# Task item
Go through the data below and gather each line containing "panel".

- - -

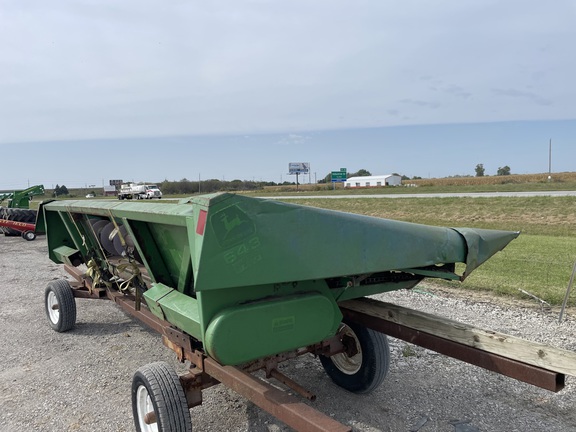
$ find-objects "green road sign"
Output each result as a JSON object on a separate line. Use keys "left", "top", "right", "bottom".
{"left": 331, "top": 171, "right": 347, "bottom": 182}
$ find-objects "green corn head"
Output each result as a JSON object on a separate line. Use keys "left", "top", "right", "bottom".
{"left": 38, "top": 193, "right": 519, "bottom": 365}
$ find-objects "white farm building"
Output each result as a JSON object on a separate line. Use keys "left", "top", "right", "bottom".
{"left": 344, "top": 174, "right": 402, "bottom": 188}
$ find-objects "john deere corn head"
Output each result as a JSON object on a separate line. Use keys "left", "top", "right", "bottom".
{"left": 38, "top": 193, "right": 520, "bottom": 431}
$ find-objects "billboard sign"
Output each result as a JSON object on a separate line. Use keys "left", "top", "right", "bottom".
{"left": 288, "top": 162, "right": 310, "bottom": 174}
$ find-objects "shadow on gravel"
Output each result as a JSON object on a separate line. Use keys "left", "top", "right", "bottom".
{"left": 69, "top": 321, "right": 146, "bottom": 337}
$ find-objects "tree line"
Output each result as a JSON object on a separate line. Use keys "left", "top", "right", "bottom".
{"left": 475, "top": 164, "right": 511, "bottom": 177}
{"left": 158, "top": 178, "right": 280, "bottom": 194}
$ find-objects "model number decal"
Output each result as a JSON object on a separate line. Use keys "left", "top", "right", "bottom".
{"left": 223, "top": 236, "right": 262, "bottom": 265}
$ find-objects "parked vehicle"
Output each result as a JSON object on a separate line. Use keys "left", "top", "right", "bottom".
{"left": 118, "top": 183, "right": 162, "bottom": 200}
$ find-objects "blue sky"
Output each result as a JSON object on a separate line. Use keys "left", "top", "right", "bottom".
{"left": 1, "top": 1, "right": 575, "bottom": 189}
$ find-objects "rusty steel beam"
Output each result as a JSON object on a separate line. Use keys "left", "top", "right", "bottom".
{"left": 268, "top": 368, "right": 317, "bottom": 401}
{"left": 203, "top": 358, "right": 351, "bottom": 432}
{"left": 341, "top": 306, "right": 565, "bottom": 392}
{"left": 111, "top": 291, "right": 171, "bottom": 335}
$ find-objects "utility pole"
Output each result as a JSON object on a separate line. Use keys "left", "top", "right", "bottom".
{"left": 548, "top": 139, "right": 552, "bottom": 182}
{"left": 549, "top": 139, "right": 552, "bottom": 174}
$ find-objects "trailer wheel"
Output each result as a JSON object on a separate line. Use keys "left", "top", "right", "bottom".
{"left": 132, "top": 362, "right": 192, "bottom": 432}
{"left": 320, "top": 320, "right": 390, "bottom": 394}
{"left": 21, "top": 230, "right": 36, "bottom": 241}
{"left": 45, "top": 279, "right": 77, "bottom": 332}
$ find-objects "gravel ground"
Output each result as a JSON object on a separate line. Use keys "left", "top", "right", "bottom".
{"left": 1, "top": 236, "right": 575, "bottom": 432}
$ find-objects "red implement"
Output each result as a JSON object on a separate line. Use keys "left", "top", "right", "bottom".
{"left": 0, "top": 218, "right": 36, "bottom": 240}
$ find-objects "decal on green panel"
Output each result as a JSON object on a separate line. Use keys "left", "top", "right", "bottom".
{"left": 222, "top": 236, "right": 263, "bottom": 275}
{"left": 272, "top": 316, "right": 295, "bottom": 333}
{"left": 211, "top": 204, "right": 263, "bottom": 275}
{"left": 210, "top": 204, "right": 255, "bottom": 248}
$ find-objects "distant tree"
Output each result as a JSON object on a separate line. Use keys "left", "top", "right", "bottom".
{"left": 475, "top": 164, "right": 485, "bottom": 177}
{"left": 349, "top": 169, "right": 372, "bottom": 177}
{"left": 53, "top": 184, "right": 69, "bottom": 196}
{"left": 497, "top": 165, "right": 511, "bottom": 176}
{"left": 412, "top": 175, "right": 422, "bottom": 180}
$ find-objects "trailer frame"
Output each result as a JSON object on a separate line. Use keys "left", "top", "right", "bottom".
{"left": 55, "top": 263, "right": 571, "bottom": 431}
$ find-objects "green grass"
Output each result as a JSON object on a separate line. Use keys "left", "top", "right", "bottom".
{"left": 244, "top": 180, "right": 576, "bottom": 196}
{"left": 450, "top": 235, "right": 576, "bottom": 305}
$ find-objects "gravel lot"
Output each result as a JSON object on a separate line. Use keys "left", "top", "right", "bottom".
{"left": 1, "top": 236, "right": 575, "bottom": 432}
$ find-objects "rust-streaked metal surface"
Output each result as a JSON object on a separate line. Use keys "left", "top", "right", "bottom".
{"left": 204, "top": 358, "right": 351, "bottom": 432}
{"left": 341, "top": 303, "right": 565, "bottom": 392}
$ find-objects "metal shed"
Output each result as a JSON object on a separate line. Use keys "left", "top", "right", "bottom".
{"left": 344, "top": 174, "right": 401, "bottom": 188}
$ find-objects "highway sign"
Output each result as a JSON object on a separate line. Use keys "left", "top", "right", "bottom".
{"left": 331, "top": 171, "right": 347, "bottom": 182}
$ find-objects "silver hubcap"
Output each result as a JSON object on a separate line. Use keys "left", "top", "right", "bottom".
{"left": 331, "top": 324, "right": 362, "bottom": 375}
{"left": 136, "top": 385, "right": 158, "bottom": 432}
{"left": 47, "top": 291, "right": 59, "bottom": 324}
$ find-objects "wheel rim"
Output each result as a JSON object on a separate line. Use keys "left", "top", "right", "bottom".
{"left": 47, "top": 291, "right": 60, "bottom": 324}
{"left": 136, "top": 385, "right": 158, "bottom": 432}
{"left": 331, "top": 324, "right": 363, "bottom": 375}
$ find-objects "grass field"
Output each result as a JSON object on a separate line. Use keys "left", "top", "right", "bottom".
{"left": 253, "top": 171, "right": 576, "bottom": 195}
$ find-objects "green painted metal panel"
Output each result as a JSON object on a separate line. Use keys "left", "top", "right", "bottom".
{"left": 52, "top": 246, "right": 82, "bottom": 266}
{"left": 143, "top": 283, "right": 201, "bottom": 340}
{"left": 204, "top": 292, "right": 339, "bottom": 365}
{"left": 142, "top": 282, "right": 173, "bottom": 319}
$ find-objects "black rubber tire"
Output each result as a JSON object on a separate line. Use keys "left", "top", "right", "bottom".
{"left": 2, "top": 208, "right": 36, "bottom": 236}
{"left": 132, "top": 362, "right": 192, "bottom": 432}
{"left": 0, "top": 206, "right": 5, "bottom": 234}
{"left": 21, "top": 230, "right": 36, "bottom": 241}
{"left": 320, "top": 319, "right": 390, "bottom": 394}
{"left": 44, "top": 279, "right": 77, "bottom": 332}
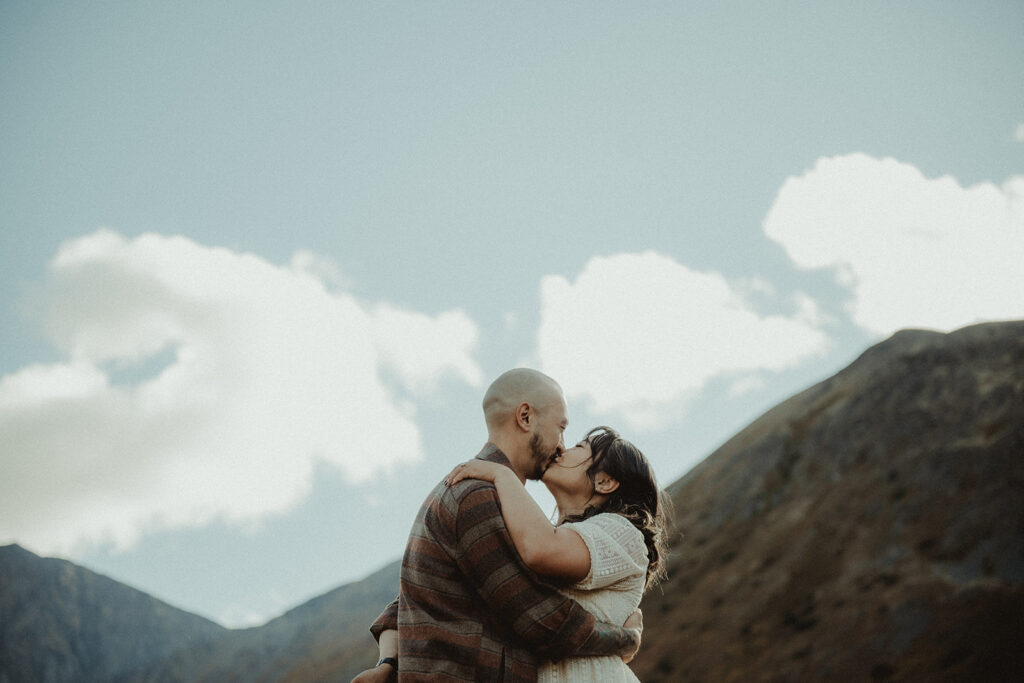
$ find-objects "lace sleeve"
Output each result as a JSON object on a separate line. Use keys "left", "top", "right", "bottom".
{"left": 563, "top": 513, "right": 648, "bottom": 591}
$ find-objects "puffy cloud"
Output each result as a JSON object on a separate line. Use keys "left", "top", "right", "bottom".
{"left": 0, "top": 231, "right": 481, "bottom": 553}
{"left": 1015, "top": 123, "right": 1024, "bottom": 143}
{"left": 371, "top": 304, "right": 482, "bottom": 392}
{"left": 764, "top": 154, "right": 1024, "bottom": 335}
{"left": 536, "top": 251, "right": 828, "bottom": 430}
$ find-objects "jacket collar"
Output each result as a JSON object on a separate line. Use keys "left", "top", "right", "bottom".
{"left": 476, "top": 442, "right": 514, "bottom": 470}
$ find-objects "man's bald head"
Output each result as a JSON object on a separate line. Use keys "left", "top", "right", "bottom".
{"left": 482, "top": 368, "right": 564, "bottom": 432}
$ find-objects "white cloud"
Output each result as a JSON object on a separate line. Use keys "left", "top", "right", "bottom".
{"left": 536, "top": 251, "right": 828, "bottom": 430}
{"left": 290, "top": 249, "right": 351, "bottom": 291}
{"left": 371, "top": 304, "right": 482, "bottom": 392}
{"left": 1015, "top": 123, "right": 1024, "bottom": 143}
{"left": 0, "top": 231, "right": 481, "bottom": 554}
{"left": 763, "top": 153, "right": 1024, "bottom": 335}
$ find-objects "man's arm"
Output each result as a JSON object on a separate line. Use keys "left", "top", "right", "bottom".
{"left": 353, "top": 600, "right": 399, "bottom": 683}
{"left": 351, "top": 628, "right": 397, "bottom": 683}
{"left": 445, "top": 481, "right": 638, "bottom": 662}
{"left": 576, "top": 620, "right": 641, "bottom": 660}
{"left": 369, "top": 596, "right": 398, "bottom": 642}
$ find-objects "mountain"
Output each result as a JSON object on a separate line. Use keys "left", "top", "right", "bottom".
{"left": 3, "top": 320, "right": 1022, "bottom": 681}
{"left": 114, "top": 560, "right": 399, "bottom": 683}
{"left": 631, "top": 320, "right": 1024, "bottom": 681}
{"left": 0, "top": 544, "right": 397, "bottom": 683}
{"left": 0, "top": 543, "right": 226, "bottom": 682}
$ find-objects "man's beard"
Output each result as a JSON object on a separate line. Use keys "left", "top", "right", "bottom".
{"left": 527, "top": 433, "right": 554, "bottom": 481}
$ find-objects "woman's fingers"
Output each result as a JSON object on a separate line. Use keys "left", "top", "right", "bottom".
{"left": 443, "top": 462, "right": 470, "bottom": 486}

- - -

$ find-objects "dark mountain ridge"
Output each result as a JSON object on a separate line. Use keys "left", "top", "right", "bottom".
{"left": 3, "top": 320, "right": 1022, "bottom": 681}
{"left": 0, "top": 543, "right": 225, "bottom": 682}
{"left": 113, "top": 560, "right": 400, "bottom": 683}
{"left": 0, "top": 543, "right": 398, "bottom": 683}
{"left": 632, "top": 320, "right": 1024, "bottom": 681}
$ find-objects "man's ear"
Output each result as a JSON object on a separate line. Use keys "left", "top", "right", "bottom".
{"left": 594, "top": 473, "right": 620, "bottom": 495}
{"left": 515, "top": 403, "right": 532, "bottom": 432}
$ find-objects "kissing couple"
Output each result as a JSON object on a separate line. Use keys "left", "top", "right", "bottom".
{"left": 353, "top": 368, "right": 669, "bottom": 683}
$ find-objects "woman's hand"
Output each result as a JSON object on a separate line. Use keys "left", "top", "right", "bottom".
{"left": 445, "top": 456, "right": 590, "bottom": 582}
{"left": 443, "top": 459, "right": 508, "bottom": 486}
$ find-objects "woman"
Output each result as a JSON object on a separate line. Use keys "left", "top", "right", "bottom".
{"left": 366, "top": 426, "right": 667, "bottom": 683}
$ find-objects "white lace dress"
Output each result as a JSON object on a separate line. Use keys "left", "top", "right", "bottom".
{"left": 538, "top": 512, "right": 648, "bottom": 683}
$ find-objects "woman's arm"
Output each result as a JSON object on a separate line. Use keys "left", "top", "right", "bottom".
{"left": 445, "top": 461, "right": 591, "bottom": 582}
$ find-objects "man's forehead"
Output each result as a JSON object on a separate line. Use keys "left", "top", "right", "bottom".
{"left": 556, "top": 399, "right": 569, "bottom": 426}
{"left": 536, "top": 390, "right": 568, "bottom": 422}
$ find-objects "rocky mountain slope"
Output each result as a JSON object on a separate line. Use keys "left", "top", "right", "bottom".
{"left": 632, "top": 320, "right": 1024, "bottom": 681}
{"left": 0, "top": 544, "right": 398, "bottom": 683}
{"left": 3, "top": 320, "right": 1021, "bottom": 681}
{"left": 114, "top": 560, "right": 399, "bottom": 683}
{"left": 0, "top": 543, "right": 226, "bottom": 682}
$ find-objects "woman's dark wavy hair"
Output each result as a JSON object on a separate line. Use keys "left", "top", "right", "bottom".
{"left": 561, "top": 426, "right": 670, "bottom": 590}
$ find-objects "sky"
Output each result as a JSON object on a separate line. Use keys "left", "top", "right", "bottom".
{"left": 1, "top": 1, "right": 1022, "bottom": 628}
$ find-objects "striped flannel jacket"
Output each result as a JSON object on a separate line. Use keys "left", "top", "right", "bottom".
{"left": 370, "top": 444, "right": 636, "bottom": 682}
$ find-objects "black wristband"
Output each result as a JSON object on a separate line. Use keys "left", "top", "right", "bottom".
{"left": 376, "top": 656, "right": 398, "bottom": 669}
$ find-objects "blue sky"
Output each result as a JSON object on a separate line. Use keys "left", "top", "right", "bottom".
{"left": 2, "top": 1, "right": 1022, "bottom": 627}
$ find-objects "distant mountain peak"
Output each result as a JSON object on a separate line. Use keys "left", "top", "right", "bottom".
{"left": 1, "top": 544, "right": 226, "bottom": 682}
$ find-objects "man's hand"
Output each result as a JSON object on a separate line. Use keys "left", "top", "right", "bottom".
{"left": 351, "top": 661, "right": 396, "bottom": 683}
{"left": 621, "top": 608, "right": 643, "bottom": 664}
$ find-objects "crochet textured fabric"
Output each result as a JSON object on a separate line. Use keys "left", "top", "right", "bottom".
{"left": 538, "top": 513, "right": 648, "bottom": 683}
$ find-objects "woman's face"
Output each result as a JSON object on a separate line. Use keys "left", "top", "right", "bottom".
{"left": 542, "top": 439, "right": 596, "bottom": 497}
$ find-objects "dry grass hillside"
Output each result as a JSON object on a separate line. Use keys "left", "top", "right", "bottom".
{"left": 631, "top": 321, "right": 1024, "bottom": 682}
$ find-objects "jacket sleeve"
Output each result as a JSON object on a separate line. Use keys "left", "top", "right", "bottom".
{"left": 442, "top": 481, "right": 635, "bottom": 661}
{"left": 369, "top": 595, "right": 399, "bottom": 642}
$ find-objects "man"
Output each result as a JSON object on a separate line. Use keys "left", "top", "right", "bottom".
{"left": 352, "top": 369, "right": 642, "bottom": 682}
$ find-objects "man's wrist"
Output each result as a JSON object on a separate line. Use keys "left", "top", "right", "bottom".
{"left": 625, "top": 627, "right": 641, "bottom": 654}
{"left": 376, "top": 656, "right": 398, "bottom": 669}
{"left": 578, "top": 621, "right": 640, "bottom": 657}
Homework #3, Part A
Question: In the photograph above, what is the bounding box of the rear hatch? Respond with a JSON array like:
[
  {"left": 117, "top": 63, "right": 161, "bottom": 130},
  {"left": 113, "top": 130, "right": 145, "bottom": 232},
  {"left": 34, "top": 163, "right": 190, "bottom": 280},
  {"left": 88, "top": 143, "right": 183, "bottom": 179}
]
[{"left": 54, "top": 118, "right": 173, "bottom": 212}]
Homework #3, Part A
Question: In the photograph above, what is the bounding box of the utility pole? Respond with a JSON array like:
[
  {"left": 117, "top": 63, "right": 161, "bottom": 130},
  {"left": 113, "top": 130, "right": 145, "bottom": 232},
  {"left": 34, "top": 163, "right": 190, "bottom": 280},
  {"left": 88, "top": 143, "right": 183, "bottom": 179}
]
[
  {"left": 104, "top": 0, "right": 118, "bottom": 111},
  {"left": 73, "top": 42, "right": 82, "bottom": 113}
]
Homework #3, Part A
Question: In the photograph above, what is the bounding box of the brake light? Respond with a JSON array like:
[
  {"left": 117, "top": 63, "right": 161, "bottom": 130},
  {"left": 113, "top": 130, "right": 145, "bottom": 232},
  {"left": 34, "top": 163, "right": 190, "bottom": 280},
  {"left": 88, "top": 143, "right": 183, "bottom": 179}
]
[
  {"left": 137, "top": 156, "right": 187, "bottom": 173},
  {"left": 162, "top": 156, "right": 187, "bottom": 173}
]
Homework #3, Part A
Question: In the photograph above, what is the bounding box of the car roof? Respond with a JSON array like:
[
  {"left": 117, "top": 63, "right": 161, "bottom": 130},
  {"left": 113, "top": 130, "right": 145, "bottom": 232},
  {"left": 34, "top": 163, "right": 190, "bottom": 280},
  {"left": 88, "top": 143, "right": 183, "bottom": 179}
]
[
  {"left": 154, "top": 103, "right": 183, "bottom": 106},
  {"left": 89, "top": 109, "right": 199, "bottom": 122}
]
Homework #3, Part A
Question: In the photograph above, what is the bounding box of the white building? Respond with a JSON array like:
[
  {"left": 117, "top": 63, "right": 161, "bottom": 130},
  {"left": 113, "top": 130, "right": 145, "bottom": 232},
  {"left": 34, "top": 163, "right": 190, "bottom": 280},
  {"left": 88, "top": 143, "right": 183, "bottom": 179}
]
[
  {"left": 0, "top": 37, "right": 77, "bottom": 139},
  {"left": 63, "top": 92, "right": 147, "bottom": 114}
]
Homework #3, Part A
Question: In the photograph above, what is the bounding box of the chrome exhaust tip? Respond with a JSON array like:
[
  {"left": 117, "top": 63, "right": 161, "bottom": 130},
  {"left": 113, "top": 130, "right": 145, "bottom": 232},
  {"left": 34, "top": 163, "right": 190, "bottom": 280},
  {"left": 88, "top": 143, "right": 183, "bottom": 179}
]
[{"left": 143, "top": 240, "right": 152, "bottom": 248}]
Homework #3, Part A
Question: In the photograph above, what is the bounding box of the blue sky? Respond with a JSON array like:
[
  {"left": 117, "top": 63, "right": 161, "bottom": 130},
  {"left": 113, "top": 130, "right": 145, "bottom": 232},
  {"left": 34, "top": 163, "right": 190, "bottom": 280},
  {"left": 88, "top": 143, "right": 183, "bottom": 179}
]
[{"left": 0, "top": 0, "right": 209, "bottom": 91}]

- - -

# Answer box
$ find-objects "decal on green panel"
$ find-objects "green painted metal panel"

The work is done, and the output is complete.